## Assignment 1
Transcribe the stretch of the forum discussion from "I'd say it all" through "as a husband." without changing a word.
## Assignment 2
Name every username that appears in the forum discussion.

## Reading passage
☆ ☆ ☆ ☆
I'd say it all depends on the psychological state of the girl. Some look outwardly normal, but they've gone through certain events in their lives (whether it be up-bringing or trauma) that they're able to lower their standards enough to accept a man with weak credentials.
I suppose that this is the right direction. Although, it might not be about lowering standards, more about unconsciously choosing the doormat over the alpha-male, because of a need to dominate. A few women are sufficiently dominant to not be into being dominated. That rules the alpha-male out as the mate.

if I wanted a child I'd have a child, I don't want a child as a husband.
You seldom think rationally in such a situation.
 

mrb

Well-known member
hey anyone can be a bad boy ......motor bike leather jacket , bit of weed in his back pocket , hey presto your a bad boy .......um not that i have a motor bike , or a leather jacket , or any weed ::p:
 

Remus

Moderator
Staff member
I think any kind of pity-party/negativity complex is a turn off to both sexes, a lack of self esteem is not appealing to others, lets face it, a potential suiter is looking to be you lover not your therapist
 

lyricalliaisons

Well-known member
In my observation, most girls seem to go out with guys who are below them, for at least the first20-25 or so years of their lives. Then, eventually, some of them seem to wisen up & start dating decent people, while others continue dating a**holes. I think it goes back to their childhoods, truthfully.
☆ ☆ ☆ ☆
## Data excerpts
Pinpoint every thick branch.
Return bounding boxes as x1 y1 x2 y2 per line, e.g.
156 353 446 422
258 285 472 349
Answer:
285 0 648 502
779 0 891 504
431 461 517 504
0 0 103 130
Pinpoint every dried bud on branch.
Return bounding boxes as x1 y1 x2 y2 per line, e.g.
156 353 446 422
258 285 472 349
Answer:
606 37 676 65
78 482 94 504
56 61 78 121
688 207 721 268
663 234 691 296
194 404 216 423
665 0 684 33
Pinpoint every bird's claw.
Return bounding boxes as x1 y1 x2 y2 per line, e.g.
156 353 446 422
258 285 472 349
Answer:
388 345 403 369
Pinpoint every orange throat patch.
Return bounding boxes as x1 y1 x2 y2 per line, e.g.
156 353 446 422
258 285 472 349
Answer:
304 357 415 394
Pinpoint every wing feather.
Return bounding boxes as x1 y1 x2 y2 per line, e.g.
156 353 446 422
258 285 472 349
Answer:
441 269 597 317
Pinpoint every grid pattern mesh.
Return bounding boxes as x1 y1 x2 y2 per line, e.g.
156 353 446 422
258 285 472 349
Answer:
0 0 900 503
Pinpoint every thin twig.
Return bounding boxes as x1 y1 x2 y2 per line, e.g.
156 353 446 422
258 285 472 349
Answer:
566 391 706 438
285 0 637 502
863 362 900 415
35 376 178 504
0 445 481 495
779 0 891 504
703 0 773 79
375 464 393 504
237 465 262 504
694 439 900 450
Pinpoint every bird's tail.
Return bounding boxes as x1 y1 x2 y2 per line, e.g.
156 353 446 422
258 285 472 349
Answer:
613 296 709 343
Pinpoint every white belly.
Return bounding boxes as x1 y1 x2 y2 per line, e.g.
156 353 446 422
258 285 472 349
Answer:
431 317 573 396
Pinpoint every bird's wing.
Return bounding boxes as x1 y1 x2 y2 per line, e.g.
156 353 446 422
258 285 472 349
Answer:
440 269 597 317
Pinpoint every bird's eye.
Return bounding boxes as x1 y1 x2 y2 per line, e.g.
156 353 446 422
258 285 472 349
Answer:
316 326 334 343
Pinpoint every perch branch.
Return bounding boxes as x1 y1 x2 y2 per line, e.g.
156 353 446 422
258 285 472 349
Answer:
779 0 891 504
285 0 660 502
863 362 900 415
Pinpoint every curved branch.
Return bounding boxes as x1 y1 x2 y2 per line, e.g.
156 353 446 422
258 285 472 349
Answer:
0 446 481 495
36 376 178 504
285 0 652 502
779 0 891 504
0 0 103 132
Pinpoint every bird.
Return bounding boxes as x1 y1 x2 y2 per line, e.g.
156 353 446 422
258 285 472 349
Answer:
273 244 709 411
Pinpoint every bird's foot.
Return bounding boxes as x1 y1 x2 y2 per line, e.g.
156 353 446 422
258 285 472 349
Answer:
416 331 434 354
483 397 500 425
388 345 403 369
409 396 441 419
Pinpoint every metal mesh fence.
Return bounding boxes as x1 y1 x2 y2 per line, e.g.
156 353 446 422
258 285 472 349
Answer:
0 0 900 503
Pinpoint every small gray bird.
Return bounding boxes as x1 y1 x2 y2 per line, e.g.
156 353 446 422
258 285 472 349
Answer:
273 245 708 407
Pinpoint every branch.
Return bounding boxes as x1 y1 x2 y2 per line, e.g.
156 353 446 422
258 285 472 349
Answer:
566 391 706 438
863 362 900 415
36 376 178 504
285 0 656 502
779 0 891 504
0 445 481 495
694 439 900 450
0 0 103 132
☆ ☆ ☆ ☆
## Answer section 1
I'd say it all depends on the psychological state of the girl. Some look outwardly normal, but they've gone through certain events in their lives (whether it be up-bringing or trauma) that they're able to lower their standards enough to accept a man with weak credentials.
I suppose that this is the right direction. Although, it might not be about lowering standards, more about unconsciously choosing the doormat over the alpha-male, because of a need to dominate. A few women are sufficiently dominant to not be into being dominated. That rules the alpha-male out as the mate.

if I wanted a child I'd have a child, I don't want a child as a husband.

## Answer section 2
mrb, Remus, lyricalliaisons